READING TEXT:
The Kapolei-based alternative-energy technology developer said subsidiary Hoku Materials Inc. is amending its polysilicon supply agreement with Global Expertise Wafer Division, a wholly owned subsidiary of Germany-based Solar-Fabrik AG, to allow Hoku until May 31 to secure financing for the plant. It is a two-month extension from the previous deadline of March 31.
The extended deadline is the same as those set with two other Hoku customers, Japan-based Sanyo Electric Co. Ltd., and China-based Suntech Power Holdings Co. Ltd. Its other major customer, Solarfun Power Hong Kong Ltd., did not set a deadline.
"It aligns all of our contracts to have the same financing deadline," Chief Financial Officer Darryl Nakamoto said.
He declined to comment on the company's nonbinding deal with Merrill Lynch & Co. to borrow $185 million for the construction and start-up of the plant. Hoku said last week it will raise $25 million for the plant issuing more than 2.8 million shares of stock to Suntech and other investors. At that time, it also amended the agreement with Suntech to extend the financing deadline for the plant.

TASKS AND EXERCISES:
1. Name every company the Hoku financing report identifies as a Hoku customer.
2. Answer these questions from the Hoku financing report:
(a) What is the new deadline for Hoku to secure financing for the plant?
(b) Who is Hoku's chief financial officer?
(c) How much money will Hoku raise by issuing stock to Suntech and other investors?
3. Extend the report on Hoku's plant financing, continuing after its final sentence.

Contour annotation records
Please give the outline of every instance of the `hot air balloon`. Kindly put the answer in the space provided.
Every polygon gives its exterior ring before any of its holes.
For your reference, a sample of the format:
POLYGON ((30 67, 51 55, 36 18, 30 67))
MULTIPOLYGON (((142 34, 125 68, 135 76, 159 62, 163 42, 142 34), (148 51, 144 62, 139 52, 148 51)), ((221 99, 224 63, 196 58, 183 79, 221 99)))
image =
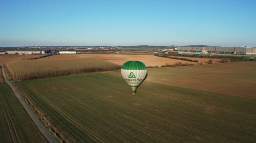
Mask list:
POLYGON ((146 76, 146 66, 140 61, 128 61, 122 66, 121 74, 133 90, 133 95, 135 95, 137 89, 146 76))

ANSWERS FOR THIS EXERCISE:
1. Global Expertise Wafer Division, Sanyo Electric Co. Ltd., Suntech Power Holdings Co. Ltd., Solarfun Power Hong Kong Ltd.

2.
(a) May 31
(b) Darryl Nakamoto
(c) $25 million

3.
The funding, in addition to other cash commitments from its polysilicon clients, will satisfy a requirement under the letter of intent with Merrill signed in early December. Hoku was required to raise an additional $35 million in cash under the agreement, which will expire on May 31 if neither Hoku nor Merrill takes action.
"Financing is the first hurdle, and it has taken longer than expected for Hoku," New York-based Piper Jaffray & Co. analyst Jesse Pichel said in an e-mail interview. "We have a neutral rating until we get more clarity. We are not confident, but are cautiously optimistic."
Hoku is relying on prepayments from Solar-Fabrik, Solarfun, Suntech, and Sanyo to finance the plant, which is expected to bring in up to $1.6 billion in revenue in 10 years from the contracts. That funding, along with the stock sale, company contributions and the unfinalized Merrill loan would put the company over the $400 million needed to complete the plant, Nakamoto said last week.
Hoku is required to meet production and financing milestones prior to its first shipment of polysilicon, a key material used in making solar panels, in 2009.